GIVEN TEXT:
Advanced: Open Channel Wave Boundary Conditions

If you are simulating waves, you need to use a special boundary condition. After enabling the Open Channel Wave BC option in the VOF model panel, you can set up a Velocity Inlet to generate waves.

Figure 9: The choice of wave theory depends on the wave’s properties. This chart helps engineers select the most accurate model for their simulation

For more advanced control, especially when a moving object or separate currents are involved, you can use Segregated Velocity Inputs. This allows you to define the velocity for the water, air, and any moving object separately.

• Moving Object Velocity Inputs: Sets the speed of a moving reference frame, like a ship hull moving through the water.
• Secondary Phase Velocity Inputs: This is where you set the velocity for the water phase.
• Primary Phase Velocity Inputs: This is where you set the velocity for the air phase.

For each of these, you define the Velocity Specification Method (e.g., Magnitude, Normal to Boundary) and the Velocity Magnitude [m/s].

Figure 10: Using Segregated Velocity Inputs in the Momentum tab to define separate velocities for the water, air, and a moving object in an open channel wave simulation

 

Advanced Modeling: Simulating Moving Objects

In many engineering problems, we need to understand how an object moves in the water. For example, how does a boat move in waves, or how does a floating platform behave in the ocean?  The main challenge is that when an object moves, the mesh (the grid used for calculations) around it must also change. We solve this using the Dynamic Mesh model. This powerful tool allows the mesh to stretch, deform, and rebuild itself as the object moves.

To predict the object’s movement, we use the 6DOF (Six Degrees of Freedom) Solver. The name “6DOF” means the object is free to move in all six directions: forward/back, up/down, side-to-side, and also rotate in three ways (roll, pitch, and yaw). The 6DOF solver calculates the forces and torques the water puts on the object and then moves the object realistically in response.

STATED EXERCISE: Proceed with the text on open channel wave boundary conditions and moving-object simulation, picking up after its final sentence.

STORED DATA:

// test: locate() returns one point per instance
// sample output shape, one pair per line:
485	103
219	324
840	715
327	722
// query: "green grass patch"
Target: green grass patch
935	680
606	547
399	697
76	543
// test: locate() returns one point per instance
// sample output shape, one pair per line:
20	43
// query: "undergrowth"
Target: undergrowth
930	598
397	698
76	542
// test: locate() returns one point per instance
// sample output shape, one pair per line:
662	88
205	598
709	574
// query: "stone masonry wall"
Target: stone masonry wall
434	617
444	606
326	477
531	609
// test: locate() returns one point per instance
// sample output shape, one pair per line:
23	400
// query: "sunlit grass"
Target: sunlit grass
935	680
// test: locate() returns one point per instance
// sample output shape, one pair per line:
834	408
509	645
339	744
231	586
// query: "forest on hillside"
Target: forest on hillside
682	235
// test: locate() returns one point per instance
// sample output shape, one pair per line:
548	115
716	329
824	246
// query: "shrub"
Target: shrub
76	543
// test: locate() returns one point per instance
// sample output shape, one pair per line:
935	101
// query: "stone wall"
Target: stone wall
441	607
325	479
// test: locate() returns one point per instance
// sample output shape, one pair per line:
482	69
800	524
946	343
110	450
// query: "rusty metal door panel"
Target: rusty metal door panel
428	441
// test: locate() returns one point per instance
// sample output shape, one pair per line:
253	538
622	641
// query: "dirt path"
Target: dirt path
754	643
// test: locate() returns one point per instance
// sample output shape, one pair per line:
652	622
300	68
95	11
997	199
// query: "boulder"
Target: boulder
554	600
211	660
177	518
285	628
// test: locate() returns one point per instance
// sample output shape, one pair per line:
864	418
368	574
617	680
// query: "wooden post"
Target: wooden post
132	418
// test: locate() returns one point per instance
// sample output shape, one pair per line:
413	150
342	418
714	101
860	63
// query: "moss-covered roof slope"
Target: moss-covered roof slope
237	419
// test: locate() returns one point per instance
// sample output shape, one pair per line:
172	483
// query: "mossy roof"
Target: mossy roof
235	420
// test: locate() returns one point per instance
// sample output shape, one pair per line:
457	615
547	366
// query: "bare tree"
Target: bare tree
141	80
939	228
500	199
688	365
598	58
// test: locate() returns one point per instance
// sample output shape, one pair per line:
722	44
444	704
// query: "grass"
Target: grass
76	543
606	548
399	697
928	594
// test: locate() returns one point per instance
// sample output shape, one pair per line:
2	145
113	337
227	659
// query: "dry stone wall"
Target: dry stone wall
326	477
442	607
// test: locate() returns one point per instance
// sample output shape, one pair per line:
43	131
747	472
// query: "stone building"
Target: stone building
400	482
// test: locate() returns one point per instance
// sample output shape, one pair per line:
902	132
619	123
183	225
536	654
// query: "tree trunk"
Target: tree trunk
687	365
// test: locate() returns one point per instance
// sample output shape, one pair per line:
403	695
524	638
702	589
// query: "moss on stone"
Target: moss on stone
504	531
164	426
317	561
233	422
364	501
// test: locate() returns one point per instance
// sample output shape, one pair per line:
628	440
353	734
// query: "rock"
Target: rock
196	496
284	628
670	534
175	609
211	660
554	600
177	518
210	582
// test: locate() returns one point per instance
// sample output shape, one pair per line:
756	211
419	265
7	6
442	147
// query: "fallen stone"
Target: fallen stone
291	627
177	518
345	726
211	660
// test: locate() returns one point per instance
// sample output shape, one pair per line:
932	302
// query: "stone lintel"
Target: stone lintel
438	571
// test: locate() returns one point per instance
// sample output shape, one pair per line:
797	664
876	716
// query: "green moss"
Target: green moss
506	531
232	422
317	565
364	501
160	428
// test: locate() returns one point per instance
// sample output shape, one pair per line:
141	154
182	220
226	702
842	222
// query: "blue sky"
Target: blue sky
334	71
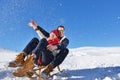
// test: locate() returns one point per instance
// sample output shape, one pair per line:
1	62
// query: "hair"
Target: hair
61	26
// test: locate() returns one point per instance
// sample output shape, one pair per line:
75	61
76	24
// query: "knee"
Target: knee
35	39
65	51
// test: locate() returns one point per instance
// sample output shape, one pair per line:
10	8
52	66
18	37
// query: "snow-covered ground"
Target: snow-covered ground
84	63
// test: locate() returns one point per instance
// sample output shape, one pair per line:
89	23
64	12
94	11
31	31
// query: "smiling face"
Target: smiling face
61	31
52	35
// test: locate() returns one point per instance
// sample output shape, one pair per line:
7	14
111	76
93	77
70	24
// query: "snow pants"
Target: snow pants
39	48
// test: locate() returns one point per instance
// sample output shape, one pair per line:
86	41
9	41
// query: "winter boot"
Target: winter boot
47	70
19	60
26	67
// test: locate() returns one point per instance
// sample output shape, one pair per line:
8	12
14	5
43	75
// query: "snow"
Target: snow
84	63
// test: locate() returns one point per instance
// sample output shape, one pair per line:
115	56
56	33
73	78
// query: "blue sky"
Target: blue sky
87	22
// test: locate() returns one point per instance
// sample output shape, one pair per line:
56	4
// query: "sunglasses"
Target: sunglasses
61	30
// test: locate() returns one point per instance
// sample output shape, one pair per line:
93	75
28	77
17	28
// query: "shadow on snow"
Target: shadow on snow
93	74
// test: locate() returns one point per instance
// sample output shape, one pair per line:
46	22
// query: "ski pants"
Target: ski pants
39	48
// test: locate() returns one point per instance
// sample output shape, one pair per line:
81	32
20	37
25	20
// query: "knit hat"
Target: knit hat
55	32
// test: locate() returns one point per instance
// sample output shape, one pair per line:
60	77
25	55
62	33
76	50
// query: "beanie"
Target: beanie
55	32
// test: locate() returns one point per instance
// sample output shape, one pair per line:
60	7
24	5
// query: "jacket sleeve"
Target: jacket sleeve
45	33
63	44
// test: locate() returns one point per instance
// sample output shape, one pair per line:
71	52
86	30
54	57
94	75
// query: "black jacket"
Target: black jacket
64	43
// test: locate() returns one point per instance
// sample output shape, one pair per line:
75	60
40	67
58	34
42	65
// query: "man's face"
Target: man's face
61	31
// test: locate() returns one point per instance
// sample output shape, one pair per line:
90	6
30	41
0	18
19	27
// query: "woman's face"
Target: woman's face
52	35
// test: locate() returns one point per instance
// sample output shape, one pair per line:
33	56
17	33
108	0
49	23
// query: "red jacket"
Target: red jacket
54	41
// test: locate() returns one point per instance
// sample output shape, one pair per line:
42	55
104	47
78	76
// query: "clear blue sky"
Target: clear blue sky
87	22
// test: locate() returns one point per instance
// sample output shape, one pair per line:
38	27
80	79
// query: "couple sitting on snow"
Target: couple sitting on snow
50	51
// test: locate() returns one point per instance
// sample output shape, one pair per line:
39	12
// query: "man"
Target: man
59	56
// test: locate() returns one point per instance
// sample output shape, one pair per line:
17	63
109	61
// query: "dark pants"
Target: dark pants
39	48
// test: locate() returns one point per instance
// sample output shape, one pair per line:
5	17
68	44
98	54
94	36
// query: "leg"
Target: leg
56	62
60	57
41	49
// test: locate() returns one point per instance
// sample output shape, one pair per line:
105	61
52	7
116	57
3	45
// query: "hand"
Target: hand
51	47
33	55
32	24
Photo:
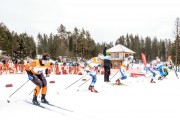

RESULT OF THE EXERCISE:
By combining the VOF model for the free surface, the 6DOF solver for movement, and the Dynamic Mesh for the changing grid, we can accurately simulate complex interactions. A perfect example is modeling a boat’s motion on a wavy sea. You can see a complete practical tutorial on this topic in our Floating Boat on Water CFD Simulation using Dynamic Mesh product.

Figure 11: Simulating a floating body requires advanced tools. The 6DOF solver predicts the body’s motion, while the Dynamic Mesh updates the grid around it to handle the movement

 

Conclusion

In this guide, we have explained the essential steps for performing an open channel flow CFD simulation in ANSYS Fluent. We learned that the VOF model is the main method we use to accurately capture the free surface between water and air. Understanding the physics, especially the Froude Number, is critical to classifying the flow and setting up a meaningful simulation.

We also saw that choosing the correct wave theory, from simple linear models to more complex non-linear ones, is very important for getting realistic results in marine and coastal simulations. Finally, we looked at advanced tools like the Dynamic Mesh model and the 6DOF solver. These powerful features allow us to simulate complex, real-world problems, such as predicting the motion of a floating boat in waves.

By using these methods, engineers can analyze everything from river flows and dam safety to the design of ships and offshore structures. CFD simulation gives us a powerful way to understand and solve complex challenges in hydraulic and marine engineering.